DATA FOR PROCESSING:
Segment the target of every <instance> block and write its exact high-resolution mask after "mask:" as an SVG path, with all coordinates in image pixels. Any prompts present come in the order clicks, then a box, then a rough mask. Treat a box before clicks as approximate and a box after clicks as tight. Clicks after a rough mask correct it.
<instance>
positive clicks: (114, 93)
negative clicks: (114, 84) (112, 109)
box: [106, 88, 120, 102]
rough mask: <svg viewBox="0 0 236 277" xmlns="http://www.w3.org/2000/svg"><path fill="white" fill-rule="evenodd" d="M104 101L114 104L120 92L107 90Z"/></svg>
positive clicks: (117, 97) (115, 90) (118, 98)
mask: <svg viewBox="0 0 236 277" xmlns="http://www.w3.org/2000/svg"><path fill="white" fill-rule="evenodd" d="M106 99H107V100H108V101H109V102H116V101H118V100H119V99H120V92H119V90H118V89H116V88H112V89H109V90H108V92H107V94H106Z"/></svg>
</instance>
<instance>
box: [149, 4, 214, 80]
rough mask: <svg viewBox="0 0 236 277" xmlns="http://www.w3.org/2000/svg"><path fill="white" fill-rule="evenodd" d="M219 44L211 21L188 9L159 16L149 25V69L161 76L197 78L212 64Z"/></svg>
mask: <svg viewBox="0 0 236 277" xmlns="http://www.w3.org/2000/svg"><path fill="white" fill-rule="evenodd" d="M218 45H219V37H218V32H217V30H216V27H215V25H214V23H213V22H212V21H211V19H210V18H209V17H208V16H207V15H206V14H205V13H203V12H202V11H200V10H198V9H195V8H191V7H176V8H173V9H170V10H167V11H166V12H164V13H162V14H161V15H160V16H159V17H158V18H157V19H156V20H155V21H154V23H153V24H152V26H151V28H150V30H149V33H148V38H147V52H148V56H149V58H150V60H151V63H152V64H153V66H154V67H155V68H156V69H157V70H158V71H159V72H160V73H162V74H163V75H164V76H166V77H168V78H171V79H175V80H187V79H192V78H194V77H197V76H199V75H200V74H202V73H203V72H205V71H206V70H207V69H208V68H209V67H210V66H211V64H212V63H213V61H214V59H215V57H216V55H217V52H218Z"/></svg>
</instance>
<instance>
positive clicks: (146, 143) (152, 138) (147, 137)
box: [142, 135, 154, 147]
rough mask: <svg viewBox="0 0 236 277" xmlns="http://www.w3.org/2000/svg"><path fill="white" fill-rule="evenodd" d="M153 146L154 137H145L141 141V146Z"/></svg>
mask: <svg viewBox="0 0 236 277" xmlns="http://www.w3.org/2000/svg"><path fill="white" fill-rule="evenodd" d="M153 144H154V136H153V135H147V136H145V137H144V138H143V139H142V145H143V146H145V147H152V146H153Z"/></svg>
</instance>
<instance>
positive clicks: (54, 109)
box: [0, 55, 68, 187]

WHAT YOU SHOULD DO: Copy out every line of the items above that contains the word "positive".

SOLUTION:
positive clicks: (114, 93)
positive clicks: (117, 97) (115, 90) (118, 98)
positive clicks: (146, 143) (152, 138) (147, 137)
positive clicks: (54, 109)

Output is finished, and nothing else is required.